OBJECTIVE =>
Reproduce all of the records below, switching every occurrence of "deepest inside" to "farthest within" and leaving everything else unchanged. Leave the pictures out of your reply.

INPUT RECORDS =>
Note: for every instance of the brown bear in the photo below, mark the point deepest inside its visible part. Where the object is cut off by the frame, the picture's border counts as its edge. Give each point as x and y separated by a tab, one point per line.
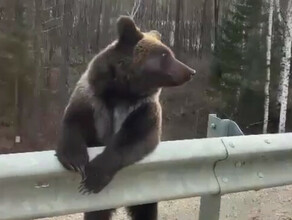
116	104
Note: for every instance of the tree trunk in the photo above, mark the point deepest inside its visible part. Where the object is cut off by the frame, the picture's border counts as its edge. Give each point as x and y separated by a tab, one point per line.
177	27
285	64
63	91
268	63
216	21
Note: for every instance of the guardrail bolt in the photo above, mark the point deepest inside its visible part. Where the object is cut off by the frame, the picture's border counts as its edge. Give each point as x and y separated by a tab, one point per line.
231	145
225	179
213	126
260	175
238	164
267	141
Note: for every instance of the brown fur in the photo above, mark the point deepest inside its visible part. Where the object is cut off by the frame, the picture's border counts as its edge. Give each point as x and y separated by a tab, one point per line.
116	104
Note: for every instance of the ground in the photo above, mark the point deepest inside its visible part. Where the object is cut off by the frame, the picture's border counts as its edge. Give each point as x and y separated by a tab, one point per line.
267	204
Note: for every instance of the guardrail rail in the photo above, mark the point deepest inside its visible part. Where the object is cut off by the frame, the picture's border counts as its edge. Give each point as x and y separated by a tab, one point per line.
35	185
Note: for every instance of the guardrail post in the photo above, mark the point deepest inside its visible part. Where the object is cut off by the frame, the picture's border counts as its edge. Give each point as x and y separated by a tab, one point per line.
210	204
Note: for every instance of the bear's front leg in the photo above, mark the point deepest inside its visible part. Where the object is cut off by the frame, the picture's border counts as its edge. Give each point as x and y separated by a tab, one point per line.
138	136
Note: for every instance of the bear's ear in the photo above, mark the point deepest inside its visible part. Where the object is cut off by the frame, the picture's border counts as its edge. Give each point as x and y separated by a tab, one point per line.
127	30
155	34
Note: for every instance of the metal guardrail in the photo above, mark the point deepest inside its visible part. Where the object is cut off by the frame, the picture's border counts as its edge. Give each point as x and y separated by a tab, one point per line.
34	185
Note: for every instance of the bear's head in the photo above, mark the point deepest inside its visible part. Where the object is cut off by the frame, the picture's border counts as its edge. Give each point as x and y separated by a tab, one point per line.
144	61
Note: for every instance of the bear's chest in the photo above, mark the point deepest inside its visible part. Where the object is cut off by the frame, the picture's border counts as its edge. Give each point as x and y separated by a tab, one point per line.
121	112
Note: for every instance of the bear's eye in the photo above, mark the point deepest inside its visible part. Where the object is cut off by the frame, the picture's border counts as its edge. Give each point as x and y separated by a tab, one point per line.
121	62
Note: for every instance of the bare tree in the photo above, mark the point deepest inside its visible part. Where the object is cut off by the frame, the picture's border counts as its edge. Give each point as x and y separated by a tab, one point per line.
285	64
268	66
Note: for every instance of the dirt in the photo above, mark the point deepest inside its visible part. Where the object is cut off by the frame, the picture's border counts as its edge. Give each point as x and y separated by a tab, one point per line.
267	204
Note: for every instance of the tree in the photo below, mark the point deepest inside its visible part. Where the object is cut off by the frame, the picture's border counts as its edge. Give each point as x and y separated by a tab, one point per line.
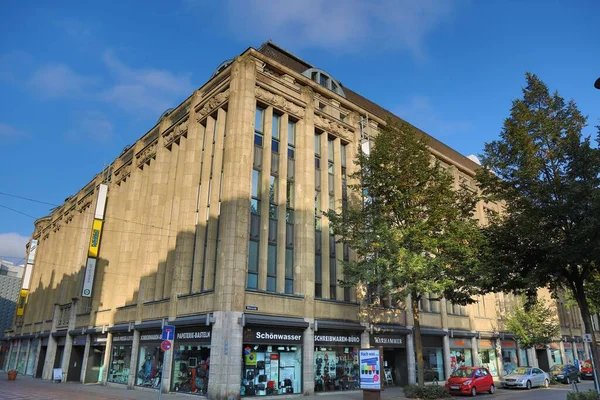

ANSWER =>
Note: for every instance of the brown bear in the photo below, mark the point farthest within its visible part. Where the object is cut off by the frame, the picture's border counts as its edge. Give each point as x and y separated by a tab, one point per line.
116	104
Note: for every instance of the tree trunk in the photo above, mark the point farthest within its visible part. Where the object is cut off by the frame, the picture's border counts as its edge. Give each point as x and y separated by a tab, one point per line.
177	27
285	64
63	91
268	63
216	21
Note: for every instance of the guardrail bolt in the photo above, mark the point farthest within its visible part. Where the object is cut off by the frame, the picture's border counts as its edge. Give each point as x and y separated by a tab, one point per line.
231	145
225	179
213	126
260	175
238	164
267	141
Note: for every instance of the brown fur in the photo above, mark the point farthest within its visible part. Where the object is cut off by the frame, the picture's border counts as its edge. Give each point as x and y separated by a tab, one point per line.
116	104
Note: for every instance of the ground in the photo above, mark the point farthest within its visible part. Where the object is cut off by the frame, the picture's border counts as its edge. Give each point as x and y separated by a tab, one point per line.
267	204
Note: for every instance of the guardrail rail in the photo above, mark the point farthest within its visible part. Where the object is cut off by the frame, the picture's border counts as its edge. Give each point as x and y separated by a tab, one point per line.
35	185
Note: for every instance of the guardrail post in the photo above, mark the point farthest within its visible part. Where the object is cut off by the frame, the picture's border counts as its edge. Give each point as x and y separated by a tab, one point per line.
210	204
Note: for every instance of the bear's front leg in the photo above, mark the point farthest within its visible part. Where the object is cut off by the frame, the picture's border counts as its edge. Give each point as x and y separated by a tab, one point per line.
138	136
Note: for every instance of the bear's ear in the photo above, mark the point farthest within its visible part. Where the object is cut off by the frame, the picture's border counts as its edge. Give each point as x and y separated by a tab, one point per line.
127	30
155	34
Note: for every instance of the metal guardrail in the photo above, mark the point farthest within its visible part. Where the object is cut off by the frame, the picture's border counts as its edge. Give each point as x and y separated by a tab, one point per line.
34	185
Note: for every instance of the bear's head in the photo above, mark the point farthest within its visible part. Where the object is cut off by the frame, the picture's border counts as its edge. Give each point as x and y separated by a tab, one point per line.
144	61
Note: for every instance of the bear's chest in the photo above, mark the point farthest within its visible part. Where the object is cut off by the frame, the picture's border counts as its edge. Give each point as x and y separated by a tab, one point per line.
121	112
Note: for every instance of the bear's eye in the photo above, mark the point farthest within its visible part. Where the object is cut off by the frame, the picture's border counts as its edge. Give each point as x and y separated by a tab, one point per line.
121	62
Note: for every instance of the bare tree in the photo above, mark the point farthest within its visible part. Where the object is cut off by the frame, the picture's border counts as its edge. Give each point as x and y separated by a tab, one point per line.
285	64
268	66
Note: for every instance of the dirt in the photo above, mark the point farthest within its visible part. Where the object is cut off by the frame, the picture's border counts as its edge. Give each point as x and y separated by a tab, one point per line.
267	204
Note: for every instance of the tree in the photo below, mark the point farthest within its visible part. Where the object is cut off by the frame, the picture's border counts as its edge. Give each point as x and y separated by a tab, one point per line.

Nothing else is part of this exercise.